(本文抜粋):
╔══

Cさん「妹は子どもの頃から身体が弱くて、いろいろな病気を経験していました。結婚して一旦は落ち着いたんですが、出産を機にひどい腰痛や肩こりに悩まされるようになったんです。義弟は少しモラハラ気味のところがあって、妹が思うように動けないと機嫌を悪くすることが多くて…。実家が避難所のようになっていました。」
ー金銭的な支配もあった?
Cさん「はい。義弟はかなりの高給取りだったのに、妹に渡す生活費はいつも微々たるものでした。妹は必死でやりくりしていましたが、実家の両親がだいぶ援助してようやく…という感じだったんです。仕事もさせてもらえなくて、自分の自由になるお金がないと、いつもストレスを抱えていました。」
Cさん姉妹にトラブルが生まれた理由
Cさんが実家を出て引っ越した直後、父親が急逝してしまいました。
一人ぼっちになってしまった母親をCさんが引き取ることになったそうです。
その頃からCさん姉妹にはトラブルが絶えなくなったといいます。
介護負担の一極化
ーお母さんの介護状態は?
Cさん「母は50代の前半で子宮頸がんになり、その後甲状腺がん、乳がんと大きな病気を立て続けに患ってしまったんです。認知症などはなかったものの、身体を動かすことが大変で、買い物などには行けない状態でした。父が亡くなって一人では生活ができないので、夫と相談し、私が母を引き取ることにしました。」
ー妹さんの支援は?
Cさん「ありません。私たちが母親を連れて行ってしまったと思ったようで、引っ越しの手伝いすらしてくれませんでした。今思えば、妹にとって実家がなくなるというのが、寂しかったんだと思います。」
ー介護についてもノータッチ?
Cさん「はい。電話で母の様子を伝えたりはしていました。私が引き取ってからも、別の病気がわかって入院したりしていたので、その都度報告や相談はしていました。でも特に何かしてくれるということはなく、「お姉ちゃんは身体が丈夫だから介護も大丈夫でしょ!」と言われたことがあります。」

╚══

保存済みのデータ項目:

╔══

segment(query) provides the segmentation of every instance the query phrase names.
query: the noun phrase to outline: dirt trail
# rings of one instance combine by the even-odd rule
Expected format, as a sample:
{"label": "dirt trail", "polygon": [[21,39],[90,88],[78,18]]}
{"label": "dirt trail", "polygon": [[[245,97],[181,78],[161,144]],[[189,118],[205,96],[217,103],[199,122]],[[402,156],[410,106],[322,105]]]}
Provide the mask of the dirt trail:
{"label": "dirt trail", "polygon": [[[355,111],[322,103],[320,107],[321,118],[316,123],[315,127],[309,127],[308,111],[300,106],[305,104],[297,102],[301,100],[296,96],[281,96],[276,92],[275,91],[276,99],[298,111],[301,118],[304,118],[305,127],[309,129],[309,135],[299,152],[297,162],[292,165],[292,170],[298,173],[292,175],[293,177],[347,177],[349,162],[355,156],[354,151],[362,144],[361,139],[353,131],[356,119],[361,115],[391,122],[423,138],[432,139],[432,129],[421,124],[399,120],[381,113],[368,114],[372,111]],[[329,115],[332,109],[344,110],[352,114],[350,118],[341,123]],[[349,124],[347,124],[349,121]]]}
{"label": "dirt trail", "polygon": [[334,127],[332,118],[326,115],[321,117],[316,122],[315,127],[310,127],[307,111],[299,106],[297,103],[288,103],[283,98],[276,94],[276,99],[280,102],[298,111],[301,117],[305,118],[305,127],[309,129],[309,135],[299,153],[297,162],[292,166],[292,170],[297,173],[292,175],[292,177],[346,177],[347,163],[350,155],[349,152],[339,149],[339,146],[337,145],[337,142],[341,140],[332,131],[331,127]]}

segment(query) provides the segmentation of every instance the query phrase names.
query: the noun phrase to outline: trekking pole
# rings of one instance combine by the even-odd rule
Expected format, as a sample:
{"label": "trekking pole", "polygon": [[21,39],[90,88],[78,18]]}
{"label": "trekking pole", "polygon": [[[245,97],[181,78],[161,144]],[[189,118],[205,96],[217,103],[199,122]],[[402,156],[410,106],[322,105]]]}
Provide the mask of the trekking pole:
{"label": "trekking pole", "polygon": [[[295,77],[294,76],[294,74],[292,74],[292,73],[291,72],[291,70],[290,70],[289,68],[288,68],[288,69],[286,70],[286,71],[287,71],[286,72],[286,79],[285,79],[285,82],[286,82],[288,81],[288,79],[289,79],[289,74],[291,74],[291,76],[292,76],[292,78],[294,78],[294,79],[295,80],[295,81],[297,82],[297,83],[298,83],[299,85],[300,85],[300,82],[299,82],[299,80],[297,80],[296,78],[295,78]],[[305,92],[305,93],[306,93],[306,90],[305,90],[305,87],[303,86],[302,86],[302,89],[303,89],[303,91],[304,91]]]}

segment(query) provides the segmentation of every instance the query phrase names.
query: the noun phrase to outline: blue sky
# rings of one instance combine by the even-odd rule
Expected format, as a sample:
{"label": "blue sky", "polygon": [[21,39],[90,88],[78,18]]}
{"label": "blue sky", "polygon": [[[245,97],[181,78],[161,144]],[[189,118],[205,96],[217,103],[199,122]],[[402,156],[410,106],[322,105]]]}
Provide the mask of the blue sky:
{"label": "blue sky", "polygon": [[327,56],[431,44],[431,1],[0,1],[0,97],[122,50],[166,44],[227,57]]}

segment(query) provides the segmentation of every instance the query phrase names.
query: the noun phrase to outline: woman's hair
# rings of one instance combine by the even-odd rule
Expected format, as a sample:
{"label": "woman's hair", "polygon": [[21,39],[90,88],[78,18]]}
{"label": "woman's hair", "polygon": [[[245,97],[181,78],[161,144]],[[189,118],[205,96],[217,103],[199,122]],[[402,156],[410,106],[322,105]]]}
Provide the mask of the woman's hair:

╚══

(作業指示):
母親の介護と姉妹の不和を語る本文を、一字も変えずに全文書き写すこと。 手がかりには本文だけを用いること。

(解答例):
Cさん「妹は子どもの頃から身体が弱くて、いろいろな病気を経験していました。結婚して一旦は落ち着いたんですが、出産を機にひどい腰痛や肩こりに悩まされるようになったんです。義弟は少しモラハラ気味のところがあって、妹が思うように動けないと機嫌を悪くすることが多くて…。実家が避難所のようになっていました。」
ー金銭的な支配もあった?
Cさん「はい。義弟はかなりの高給取りだったのに、妹に渡す生活費はいつも微々たるものでした。妹は必死でやりくりしていましたが、実家の両親がだいぶ援助してようやく…という感じだったんです。仕事もさせてもらえなくて、自分の自由になるお金がないと、いつもストレスを抱えていました。」
Cさん姉妹にトラブルが生まれた理由
Cさんが実家を出て引っ越した直後、父親が急逝してしまいました。
一人ぼっちになってしまった母親をCさんが引き取ることになったそうです。
その頃からCさん姉妹にはトラブルが絶えなくなったといいます。
介護負担の一極化
ーお母さんの介護状態は?
Cさん「母は50代の前半で子宮頸がんになり、その後甲状腺がん、乳がんと大きな病気を立て続けに患ってしまったんです。認知症などはなかったものの、身体を動かすことが大変で、買い物などには行けない状態でした。父が亡くなって一人では生活ができないので、夫と相談し、私が母を引き取ることにしました。」
ー妹さんの支援は?
Cさん「ありません。私たちが母親を連れて行ってしまったと思ったようで、引っ越しの手伝いすらしてくれませんでした。今思えば、妹にとって実家がなくなるというのが、寂しかったんだと思います。」
ー介護についてもノータッチ?
Cさん「はい。電話で母の様子を伝えたりはしていました。私が引き取ってからも、別の病気がわかって入院したりしていたので、その都度報告や相談はしていました。でも特に何かしてくれるということはなく、「お姉ちゃんは身体が丈夫だから介護も大丈夫でしょ!」と言われたことがあります。」